• _What this task involves_
Type out the entries below again, character for character.

━━━━━━━━━━━━━━━━━━━━━━━━━━━━━━

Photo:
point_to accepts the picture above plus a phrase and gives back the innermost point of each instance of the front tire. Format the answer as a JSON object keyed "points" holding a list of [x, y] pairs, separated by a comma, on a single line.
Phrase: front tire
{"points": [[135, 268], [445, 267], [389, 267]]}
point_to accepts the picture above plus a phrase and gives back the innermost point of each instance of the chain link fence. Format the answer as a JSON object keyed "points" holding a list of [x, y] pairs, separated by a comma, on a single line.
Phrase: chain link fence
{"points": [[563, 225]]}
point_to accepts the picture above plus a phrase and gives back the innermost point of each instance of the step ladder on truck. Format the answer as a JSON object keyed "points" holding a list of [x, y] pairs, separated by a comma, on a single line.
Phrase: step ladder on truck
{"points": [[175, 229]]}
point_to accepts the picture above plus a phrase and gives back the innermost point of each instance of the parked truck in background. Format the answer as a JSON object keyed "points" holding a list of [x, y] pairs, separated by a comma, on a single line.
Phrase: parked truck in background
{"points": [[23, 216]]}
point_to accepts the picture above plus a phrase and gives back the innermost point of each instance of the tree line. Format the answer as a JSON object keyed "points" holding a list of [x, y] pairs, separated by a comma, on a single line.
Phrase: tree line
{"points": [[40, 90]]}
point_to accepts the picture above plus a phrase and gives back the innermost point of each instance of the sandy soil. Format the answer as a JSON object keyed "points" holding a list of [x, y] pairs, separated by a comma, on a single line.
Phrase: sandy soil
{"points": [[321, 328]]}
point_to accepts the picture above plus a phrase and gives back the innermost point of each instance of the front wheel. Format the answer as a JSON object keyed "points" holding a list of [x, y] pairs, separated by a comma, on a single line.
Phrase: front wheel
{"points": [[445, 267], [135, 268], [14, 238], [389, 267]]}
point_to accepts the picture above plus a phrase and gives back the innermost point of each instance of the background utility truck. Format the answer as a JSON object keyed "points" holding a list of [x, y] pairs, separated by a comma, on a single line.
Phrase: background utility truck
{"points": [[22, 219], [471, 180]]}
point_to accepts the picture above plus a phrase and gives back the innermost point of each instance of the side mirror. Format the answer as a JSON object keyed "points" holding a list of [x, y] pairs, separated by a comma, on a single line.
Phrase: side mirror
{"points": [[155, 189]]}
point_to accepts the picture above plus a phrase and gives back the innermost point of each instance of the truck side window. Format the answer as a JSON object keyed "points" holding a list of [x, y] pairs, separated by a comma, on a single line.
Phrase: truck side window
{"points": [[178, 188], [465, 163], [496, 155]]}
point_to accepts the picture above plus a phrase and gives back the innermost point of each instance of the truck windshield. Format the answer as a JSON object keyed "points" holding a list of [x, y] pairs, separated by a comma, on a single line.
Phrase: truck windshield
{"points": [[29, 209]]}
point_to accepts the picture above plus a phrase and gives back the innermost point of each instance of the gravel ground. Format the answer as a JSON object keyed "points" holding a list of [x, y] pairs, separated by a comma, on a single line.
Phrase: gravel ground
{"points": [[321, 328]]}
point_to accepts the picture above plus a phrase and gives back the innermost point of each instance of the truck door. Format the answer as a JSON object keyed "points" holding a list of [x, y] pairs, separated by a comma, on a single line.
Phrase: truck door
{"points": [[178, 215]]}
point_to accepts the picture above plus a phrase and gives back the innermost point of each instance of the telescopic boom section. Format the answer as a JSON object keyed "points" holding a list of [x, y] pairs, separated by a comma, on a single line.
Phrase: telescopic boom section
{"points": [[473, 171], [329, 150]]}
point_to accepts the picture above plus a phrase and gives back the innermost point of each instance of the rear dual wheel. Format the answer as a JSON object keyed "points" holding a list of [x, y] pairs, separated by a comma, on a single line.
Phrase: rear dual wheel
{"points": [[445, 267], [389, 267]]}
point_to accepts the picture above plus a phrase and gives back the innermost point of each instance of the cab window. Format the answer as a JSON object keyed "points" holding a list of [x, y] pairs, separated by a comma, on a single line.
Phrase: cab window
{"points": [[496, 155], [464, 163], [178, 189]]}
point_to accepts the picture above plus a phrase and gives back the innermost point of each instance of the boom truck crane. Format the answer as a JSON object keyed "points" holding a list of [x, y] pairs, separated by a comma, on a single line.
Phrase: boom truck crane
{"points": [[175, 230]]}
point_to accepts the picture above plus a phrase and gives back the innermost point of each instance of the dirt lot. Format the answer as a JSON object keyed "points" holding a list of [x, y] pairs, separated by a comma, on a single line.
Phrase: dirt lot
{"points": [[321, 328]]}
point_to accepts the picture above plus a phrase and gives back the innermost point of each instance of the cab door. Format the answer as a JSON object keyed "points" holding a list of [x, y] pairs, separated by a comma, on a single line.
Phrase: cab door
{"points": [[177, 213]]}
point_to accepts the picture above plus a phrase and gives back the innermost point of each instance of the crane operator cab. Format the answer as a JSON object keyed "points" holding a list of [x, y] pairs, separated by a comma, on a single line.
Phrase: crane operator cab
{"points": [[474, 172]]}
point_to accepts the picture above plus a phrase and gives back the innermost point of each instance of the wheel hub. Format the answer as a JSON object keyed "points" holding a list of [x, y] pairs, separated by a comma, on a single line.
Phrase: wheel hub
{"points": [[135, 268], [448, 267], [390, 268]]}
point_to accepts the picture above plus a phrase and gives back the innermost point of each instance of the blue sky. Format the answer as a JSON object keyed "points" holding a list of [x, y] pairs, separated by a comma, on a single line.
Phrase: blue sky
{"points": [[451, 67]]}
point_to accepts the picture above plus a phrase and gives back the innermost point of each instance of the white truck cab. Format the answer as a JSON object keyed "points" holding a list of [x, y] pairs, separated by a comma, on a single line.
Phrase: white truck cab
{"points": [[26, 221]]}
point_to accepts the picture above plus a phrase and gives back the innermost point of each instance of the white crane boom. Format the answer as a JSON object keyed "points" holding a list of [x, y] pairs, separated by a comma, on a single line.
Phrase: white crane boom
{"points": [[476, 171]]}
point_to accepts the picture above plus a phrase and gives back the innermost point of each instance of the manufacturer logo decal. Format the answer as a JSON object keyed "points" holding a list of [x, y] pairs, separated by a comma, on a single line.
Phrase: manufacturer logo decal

━━━━━━━━━━━━━━━━━━━━━━━━━━━━━━

• _Solution for this exercise_
Photo:
point_to accepts the picture above plus a phrase and gives back the innermost point of each instance of the front tire. Format the answer as a JSON object keyed "points" holding a list of [x, y] pairs, separated by a comma, on a single line.
Phrase: front tire
{"points": [[135, 268], [445, 267], [389, 267]]}
point_to accepts the picture above plus a phrase and gives back the innermost point of each instance of the chain link fence. Format the answer as a JSON object keyed "points" holding a list of [x, y] pairs, separated by a comma, on a single line.
Phrase: chain link fence
{"points": [[563, 225]]}
point_to accepts the picture above plus a phrase and gives back the innermost point of each instance of the step ladder on truck. Format the answer as a JSON object keyed "points" holding a list of [x, y] pairs, separated by a comma, on a single line.
Phrase: step ladder on truck
{"points": [[175, 229]]}
point_to accepts the picture above plus a phrase and gives back the innermost point of each instance of the parked truck in background. Format the answer as a JSON object keyed "points" holding a list of [x, y] pairs, separated by a comma, on a single line.
Phrase: parked truck in background
{"points": [[23, 216]]}
point_to accepts the picture above plus a phrase and gives back the innermost point of each instance of the tree line. Format the answer as a JSON object keyed "points" holding a list of [x, y] pairs, separated by a comma, on a single line.
Phrase: tree line
{"points": [[40, 90]]}
point_to accepts the picture above plus a phrase and gives back the innermost point of each instance of the sandy soil. Format the answer as a JSON object keyed "points" holding a list of [x, y] pairs, separated by a comma, on a single line.
Phrase: sandy soil
{"points": [[321, 328]]}
point_to accepts the picture above plus a phrase and gives back the innermost point of each instance of the front wheel. Format the answer as a JSON object keyed "points" holding a list of [x, y] pairs, separated by a comma, on a single line.
Phrase: front wheel
{"points": [[445, 267], [135, 268], [14, 238], [389, 267]]}
point_to accepts the picture above plus a phrase and gives back the innermost point of each instance of the background utility truck. Format the answer as a JSON object keyed "points" holding a list of [x, y] pairs, separated by a comma, on a single line.
Phrase: background utility truck
{"points": [[22, 219], [471, 180]]}
point_to accepts the picture above plus a phrase and gives back the innermost point of each instance of the side mirror. Format the answer as a JSON object keyed "points" holding a list of [x, y] pairs, separated by a comma, on a single line.
Phrase: side mirror
{"points": [[155, 189]]}
point_to accepts the picture above plus a phrase and gives back the innermost point of each instance of the truck side window. Format the answer as a JSON object keyed "points" holding a list of [x, y] pairs, separated by a comma, on a single line.
Phrase: truck side window
{"points": [[178, 188], [465, 163], [496, 155]]}
point_to accepts the picture above plus a phrase and gives back the innermost point of each instance of the truck windshield. Format the answer as a JSON object keyed "points" holding a list of [x, y] pairs, separated by a comma, on a single line.
Phrase: truck windshield
{"points": [[29, 209]]}
point_to accepts the picture above plus a phrase and gives back the innermost point of each instance of the gravel ground. Format the answer as a JSON object keyed "points" holding a list of [x, y] pairs, separated by a comma, on a single line.
Phrase: gravel ground
{"points": [[321, 328]]}
point_to accepts the picture above plus a phrase and gives back the innermost point of each instance of the truck door. Format the answer as a JSON object keyed "points" holding a list of [x, y] pairs, separated by a comma, on a single line.
Phrase: truck door
{"points": [[178, 215]]}
point_to accepts the picture above plus a phrase and gives back the innermost point of each instance of the telescopic boom section. Format the answer as a JSON object keyed "points" holding a list of [x, y] pairs, separated by a comma, on a single line.
Phrase: telescopic boom section
{"points": [[473, 171], [329, 150]]}
point_to accepts the picture above plus a phrase and gives back the innermost point of each instance of the rear dual wheel. Format the answer as a JSON object keyed "points" holding a list of [x, y] pairs, separated by a comma, on a single line.
Phrase: rear dual wheel
{"points": [[445, 267], [389, 267]]}
point_to accepts the picture above plus a phrase and gives back the innermost point of each instance of the cab window. Format the answer as a JSON object keyed "points" holding a list of [x, y] pairs, separated by a comma, on a single line.
Phrase: cab window
{"points": [[496, 155], [464, 163], [178, 189]]}
point_to accepts the picture above plus a phrase and gives back the innermost point of each instance of the boom truck crane. Format the answer as a JSON object keyed "points" holding a list of [x, y] pairs, separated by a comma, on a single line.
Phrase: boom truck crane
{"points": [[175, 230]]}
point_to accepts the picture above plus a phrase and gives back the innermost point of each instance of the dirt lot. Format the answer as a JSON object keyed "points" holding a list of [x, y] pairs, separated by a comma, on a single line.
Phrase: dirt lot
{"points": [[321, 328]]}
point_to accepts the picture above plus a phrase and gives back the innermost point of each instance of the cab door. Format the answer as a JSON object keyed "points" holding a list of [x, y] pairs, separated by a comma, on a single line.
Phrase: cab door
{"points": [[177, 213]]}
point_to accepts the picture above plus a phrase and gives back the innermost point of each instance of the crane operator cab. Format the answer as a JSON object keyed "points" holding a list of [x, y] pairs, separated by a comma, on a single line.
Phrase: crane operator cab
{"points": [[474, 172]]}
point_to accepts the picture above plus a phrase and gives back the innermost point of each instance of the wheel hub. Format the answer as a JSON object keyed "points" holding a list of [x, y] pairs, separated by a comma, on a single line.
Phrase: wheel hub
{"points": [[135, 268], [448, 267], [390, 268]]}
point_to accepts the picture above plus a phrase and gives back the innermost point of each instance of the blue sky. Format the answer as a JSON object keyed "points" holding a list of [x, y] pairs, separated by a comma, on a single line.
Phrase: blue sky
{"points": [[451, 67]]}
point_to accepts the picture above plus a phrase and gives back the innermost point of each instance of the white truck cab. Format the answer as a JSON object keyed "points" holding a list of [x, y] pairs, separated by a comma, on a single line.
Phrase: white truck cab
{"points": [[26, 221]]}
point_to accepts the picture above plus a phrase and gives back the innermost point of each instance of the white crane boom. Format the answer as a JSON object keyed "points" holding a list of [x, y] pairs, separated by a comma, on a single line.
Phrase: white crane boom
{"points": [[476, 171]]}
point_to accepts the picture above plus a phrase and gives back the innermost point of each instance of the manufacturer logo decal. Format the answer as a JSON object keyed "points" holding a list of [x, y] pairs, separated by a comma, on a single line.
Phrase: manufacturer logo decal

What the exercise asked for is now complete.